**Fragmento del documento:**
_ _ _ _ _ _ _

El accidente de avioneta que hace un mes costó la vida al magistrado del Tribunal Supremo Teori Zavascki, elevó los rumores sobre el alcance de la trama. El Tribunal que preside Cármen Lúcia se ha ganado el respeto popular –y la animadversión de los poderes fácticos— por la independencia e integridad de la investigación. El nombramiento de Edson Fachín, un juez más técnico que político, para sustituir al fallecido augura que habrá futuras detenciones.
Antaño, América Latina se dividía entre dictaduras militares y civiles que se alternaban, separadas por ocasionales interludios democráticos. Ahora existe una nueva polaridad: de un lado, los gobiernos neoliberales inspirados en el Consenso de Washington, y de otro, las diferentes variantes de izquierda, desde los pragmáticos e institucionales de Brasil y Chile; la reinterpretación del peronismo de los Kirchner; el nativismo de Bolivia y Ecuador, la cuasi-dictadura a la bolivariana de Venezuela. Y, por supuesto, la proto-revolucionaria Cuba.
Ambos polos tienen intereses comerciales y económicos diversos y no siempre compatibles. Para unos, Estados Unidos es el imperio expoliador al que hay que hacer frente; para otros, es un socio inevitable con quien conviene entenderse. Diferentes organizaciones y bloques como Mercosur, CELAC, ALBA y la Alianza del Pacífico llevan décadas intentando articular una integración de geometría variable que funcione. Pero otra organización ha conseguido notables resultados con una aproximación diferente al multilateralismo continental.

_ _ _ _ _ _ _

**Datos proporcionados:**
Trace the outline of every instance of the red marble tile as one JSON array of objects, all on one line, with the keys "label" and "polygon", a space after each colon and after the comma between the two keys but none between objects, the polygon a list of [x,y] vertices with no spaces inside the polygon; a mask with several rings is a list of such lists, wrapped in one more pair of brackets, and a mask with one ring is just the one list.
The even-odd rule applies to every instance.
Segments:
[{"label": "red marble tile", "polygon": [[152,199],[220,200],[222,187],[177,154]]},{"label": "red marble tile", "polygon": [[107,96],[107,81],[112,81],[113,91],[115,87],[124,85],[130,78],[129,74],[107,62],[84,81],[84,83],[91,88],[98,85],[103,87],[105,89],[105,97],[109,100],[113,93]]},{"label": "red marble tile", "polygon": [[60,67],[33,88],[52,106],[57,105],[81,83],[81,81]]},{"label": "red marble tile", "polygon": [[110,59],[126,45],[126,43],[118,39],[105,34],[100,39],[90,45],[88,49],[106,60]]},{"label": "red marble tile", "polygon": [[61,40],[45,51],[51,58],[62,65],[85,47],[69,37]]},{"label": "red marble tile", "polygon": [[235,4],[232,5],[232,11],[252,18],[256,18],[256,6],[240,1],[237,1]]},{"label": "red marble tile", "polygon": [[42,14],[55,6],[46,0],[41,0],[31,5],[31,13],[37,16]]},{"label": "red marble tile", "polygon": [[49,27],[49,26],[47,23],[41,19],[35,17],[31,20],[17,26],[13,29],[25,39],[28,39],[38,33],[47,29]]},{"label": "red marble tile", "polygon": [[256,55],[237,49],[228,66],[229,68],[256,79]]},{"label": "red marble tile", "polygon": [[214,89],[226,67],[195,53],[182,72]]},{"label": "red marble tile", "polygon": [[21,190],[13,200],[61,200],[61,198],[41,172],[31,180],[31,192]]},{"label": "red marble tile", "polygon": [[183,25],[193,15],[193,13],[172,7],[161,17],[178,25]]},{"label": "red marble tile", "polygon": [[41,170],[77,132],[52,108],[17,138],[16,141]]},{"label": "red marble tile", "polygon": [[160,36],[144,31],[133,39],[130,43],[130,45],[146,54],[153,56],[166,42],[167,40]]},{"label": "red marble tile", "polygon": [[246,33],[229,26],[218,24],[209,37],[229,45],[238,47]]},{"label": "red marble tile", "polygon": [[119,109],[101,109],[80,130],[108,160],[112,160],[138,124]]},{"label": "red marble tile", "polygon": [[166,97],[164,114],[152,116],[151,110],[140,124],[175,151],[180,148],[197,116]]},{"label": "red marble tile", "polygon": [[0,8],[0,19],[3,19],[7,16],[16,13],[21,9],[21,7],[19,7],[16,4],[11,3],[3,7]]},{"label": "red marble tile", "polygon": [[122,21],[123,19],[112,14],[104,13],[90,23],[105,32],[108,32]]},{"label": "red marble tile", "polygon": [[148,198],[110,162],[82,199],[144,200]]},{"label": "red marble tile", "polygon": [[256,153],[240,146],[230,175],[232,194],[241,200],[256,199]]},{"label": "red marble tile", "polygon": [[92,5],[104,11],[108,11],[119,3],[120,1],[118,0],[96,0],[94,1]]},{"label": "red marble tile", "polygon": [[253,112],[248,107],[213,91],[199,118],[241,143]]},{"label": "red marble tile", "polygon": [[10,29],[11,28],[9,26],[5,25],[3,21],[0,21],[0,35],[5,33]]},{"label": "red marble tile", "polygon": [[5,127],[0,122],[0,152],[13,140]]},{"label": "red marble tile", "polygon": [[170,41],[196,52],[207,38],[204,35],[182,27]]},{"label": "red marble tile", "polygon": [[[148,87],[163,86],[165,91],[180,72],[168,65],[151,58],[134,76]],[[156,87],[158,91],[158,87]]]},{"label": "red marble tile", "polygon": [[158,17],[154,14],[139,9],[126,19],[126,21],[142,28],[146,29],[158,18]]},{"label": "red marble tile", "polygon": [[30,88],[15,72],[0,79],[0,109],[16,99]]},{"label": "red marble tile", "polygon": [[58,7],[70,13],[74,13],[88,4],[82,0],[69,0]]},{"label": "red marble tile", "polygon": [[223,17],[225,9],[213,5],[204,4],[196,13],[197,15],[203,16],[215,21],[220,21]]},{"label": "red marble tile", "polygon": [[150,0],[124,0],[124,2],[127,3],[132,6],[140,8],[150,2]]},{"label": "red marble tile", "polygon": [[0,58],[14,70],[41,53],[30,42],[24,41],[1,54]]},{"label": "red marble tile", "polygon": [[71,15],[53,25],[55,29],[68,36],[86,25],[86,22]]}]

_ _ _ _ _ _ _

**El problema:** Copia el pasaje del fragmento sobre la política latinoamericana que empieza con "Ambos polos tienen" y sigue hasta "al multilateralismo continental.", y renombra "Mercosur" como "Unasur". El material no tiene ningún papel en esto.

**Respuesta del ejercicio:**
Ambos polos tienen intereses comerciales y económicos diversos y no siempre compatibles. Para unos, Estados Unidos es el imperio expoliador al que hay que hacer frente; para otros, es un socio inevitable con quien conviene entenderse. Diferentes organizaciones y bloques como Unasur, CELAC, ALBA y la Alianza del Pacífico llevan décadas intentando articular una integración de geometría variable que funcione. Pero otra organización ha conseguido notables resultados con una aproximación diferente al multilateralismo continental.